▼▼▼

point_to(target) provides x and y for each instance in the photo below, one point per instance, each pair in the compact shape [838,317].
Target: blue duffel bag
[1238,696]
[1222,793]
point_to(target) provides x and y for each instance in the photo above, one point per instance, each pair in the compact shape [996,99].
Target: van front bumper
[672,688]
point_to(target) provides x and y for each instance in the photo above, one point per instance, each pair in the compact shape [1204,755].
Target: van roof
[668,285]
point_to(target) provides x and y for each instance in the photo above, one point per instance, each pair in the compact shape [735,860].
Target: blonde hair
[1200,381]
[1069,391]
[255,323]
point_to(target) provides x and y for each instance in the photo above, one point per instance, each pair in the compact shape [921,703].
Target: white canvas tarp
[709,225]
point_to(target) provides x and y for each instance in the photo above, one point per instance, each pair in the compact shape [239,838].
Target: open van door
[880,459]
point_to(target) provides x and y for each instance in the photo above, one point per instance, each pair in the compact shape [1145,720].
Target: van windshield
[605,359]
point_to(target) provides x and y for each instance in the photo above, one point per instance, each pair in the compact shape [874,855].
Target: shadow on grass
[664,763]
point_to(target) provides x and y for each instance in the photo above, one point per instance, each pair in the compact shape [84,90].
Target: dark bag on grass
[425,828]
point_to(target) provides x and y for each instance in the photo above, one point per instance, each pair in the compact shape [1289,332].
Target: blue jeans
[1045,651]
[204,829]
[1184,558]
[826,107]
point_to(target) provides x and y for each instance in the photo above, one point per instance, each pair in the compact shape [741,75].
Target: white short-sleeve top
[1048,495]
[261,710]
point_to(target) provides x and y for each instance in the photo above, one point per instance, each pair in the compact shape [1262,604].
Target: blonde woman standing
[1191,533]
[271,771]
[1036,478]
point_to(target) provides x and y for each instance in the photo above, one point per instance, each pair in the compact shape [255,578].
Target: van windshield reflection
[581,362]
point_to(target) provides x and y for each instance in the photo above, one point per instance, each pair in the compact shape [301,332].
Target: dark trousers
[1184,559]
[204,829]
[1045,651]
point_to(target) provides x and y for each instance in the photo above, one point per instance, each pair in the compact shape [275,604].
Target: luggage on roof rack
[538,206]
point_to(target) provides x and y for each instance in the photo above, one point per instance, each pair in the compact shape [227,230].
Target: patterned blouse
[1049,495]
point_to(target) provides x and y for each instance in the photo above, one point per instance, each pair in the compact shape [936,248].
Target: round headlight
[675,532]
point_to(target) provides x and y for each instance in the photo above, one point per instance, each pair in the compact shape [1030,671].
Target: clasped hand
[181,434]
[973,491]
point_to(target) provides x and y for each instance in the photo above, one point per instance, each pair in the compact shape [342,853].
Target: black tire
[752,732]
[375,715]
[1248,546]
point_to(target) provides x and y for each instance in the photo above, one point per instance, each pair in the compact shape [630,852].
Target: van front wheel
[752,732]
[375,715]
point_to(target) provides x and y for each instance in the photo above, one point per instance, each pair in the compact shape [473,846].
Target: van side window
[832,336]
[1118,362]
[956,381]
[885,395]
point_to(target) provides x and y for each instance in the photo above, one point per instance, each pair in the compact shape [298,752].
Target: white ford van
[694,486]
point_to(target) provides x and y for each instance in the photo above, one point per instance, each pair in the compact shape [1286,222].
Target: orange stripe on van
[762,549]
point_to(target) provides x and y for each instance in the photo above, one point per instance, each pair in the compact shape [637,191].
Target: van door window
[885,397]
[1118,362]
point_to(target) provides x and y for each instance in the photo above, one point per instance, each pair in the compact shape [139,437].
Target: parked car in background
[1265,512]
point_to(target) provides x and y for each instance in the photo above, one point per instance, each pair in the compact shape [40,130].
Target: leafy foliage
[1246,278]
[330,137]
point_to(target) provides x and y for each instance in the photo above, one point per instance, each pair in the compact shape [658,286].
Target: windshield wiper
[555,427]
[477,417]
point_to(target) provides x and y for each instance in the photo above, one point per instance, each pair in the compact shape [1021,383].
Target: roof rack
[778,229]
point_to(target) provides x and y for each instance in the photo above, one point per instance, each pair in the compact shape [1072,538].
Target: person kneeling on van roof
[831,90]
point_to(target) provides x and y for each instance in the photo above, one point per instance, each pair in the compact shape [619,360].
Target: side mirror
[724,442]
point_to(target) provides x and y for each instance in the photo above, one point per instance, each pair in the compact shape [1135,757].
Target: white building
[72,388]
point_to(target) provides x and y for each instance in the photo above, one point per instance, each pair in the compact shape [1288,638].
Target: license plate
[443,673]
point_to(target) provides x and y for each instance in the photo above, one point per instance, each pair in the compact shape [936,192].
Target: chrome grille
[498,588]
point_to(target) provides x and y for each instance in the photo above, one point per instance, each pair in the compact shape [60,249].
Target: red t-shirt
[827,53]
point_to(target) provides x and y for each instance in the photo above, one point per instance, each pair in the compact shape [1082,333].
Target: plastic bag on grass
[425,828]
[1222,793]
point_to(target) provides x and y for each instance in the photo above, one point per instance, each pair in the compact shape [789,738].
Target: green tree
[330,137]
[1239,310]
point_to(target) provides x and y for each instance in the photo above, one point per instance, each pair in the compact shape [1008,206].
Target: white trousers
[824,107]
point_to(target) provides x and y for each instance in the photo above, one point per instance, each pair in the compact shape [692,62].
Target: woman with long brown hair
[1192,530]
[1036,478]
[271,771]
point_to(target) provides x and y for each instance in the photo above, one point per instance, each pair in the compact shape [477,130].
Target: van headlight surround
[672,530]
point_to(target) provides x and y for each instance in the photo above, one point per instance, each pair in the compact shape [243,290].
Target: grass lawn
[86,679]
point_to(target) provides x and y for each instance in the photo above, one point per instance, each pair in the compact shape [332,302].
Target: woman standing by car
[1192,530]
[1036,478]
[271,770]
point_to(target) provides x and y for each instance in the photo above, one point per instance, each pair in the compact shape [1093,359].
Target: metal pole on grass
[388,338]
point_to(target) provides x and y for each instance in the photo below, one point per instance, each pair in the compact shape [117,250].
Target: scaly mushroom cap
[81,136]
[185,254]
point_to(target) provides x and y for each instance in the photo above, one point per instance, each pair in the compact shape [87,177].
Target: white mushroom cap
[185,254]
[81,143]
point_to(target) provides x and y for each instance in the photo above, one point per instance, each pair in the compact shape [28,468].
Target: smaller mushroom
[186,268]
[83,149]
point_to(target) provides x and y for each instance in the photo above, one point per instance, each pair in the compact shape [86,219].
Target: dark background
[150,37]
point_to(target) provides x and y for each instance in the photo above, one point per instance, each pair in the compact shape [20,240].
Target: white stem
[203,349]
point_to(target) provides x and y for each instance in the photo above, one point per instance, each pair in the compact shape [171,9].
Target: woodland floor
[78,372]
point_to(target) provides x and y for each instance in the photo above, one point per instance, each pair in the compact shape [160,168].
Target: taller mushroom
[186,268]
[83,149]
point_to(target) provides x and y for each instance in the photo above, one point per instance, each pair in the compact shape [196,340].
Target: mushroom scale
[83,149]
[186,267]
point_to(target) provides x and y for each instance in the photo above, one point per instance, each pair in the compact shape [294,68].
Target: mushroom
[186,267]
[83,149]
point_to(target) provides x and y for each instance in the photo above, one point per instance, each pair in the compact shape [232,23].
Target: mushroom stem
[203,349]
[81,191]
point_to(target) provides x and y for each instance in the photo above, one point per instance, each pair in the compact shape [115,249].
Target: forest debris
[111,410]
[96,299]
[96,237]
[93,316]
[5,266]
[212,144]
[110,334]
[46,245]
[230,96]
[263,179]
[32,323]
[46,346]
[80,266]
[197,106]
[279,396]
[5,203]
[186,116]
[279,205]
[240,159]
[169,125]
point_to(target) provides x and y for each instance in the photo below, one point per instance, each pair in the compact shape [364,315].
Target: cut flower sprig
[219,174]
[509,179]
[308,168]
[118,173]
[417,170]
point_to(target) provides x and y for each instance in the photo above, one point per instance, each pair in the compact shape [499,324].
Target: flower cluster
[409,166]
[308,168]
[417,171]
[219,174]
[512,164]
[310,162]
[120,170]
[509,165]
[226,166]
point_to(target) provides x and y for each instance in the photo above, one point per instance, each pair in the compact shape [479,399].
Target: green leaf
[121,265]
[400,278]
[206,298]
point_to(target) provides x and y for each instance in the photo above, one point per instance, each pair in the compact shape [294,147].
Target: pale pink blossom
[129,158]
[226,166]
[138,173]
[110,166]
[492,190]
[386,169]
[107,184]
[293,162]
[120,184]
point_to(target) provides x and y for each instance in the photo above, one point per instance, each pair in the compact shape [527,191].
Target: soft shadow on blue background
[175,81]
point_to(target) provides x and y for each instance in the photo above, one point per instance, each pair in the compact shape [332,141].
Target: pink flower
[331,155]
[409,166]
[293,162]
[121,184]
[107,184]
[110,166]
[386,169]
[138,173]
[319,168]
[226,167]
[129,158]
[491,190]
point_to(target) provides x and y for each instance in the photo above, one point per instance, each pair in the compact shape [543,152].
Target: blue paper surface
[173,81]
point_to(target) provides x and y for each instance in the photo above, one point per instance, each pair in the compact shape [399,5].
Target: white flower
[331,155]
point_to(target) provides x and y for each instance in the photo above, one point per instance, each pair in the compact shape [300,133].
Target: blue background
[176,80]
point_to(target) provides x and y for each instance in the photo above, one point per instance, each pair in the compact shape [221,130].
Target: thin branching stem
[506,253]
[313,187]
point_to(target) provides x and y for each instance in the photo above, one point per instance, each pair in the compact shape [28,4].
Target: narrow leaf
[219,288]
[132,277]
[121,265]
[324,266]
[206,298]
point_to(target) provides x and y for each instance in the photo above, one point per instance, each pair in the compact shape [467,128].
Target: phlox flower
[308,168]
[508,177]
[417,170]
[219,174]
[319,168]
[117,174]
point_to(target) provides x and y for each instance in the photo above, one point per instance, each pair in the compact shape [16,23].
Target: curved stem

▲▲▲

* **EXERCISE DIRECTIONS**
Would you transcribe, exactly, the lines running from the one that contains "Target: phlox flower" through the final line of the listing above? Include both ends and nothing else.

* **EXPECTED OUTPUT**
Target: phlox flower
[308,168]
[508,177]
[417,170]
[219,174]
[319,168]
[117,174]
point_to(target) provides x and y for each instance in the photo above, one point per instance, each pair in the compact shape [16,23].
Target: curved stem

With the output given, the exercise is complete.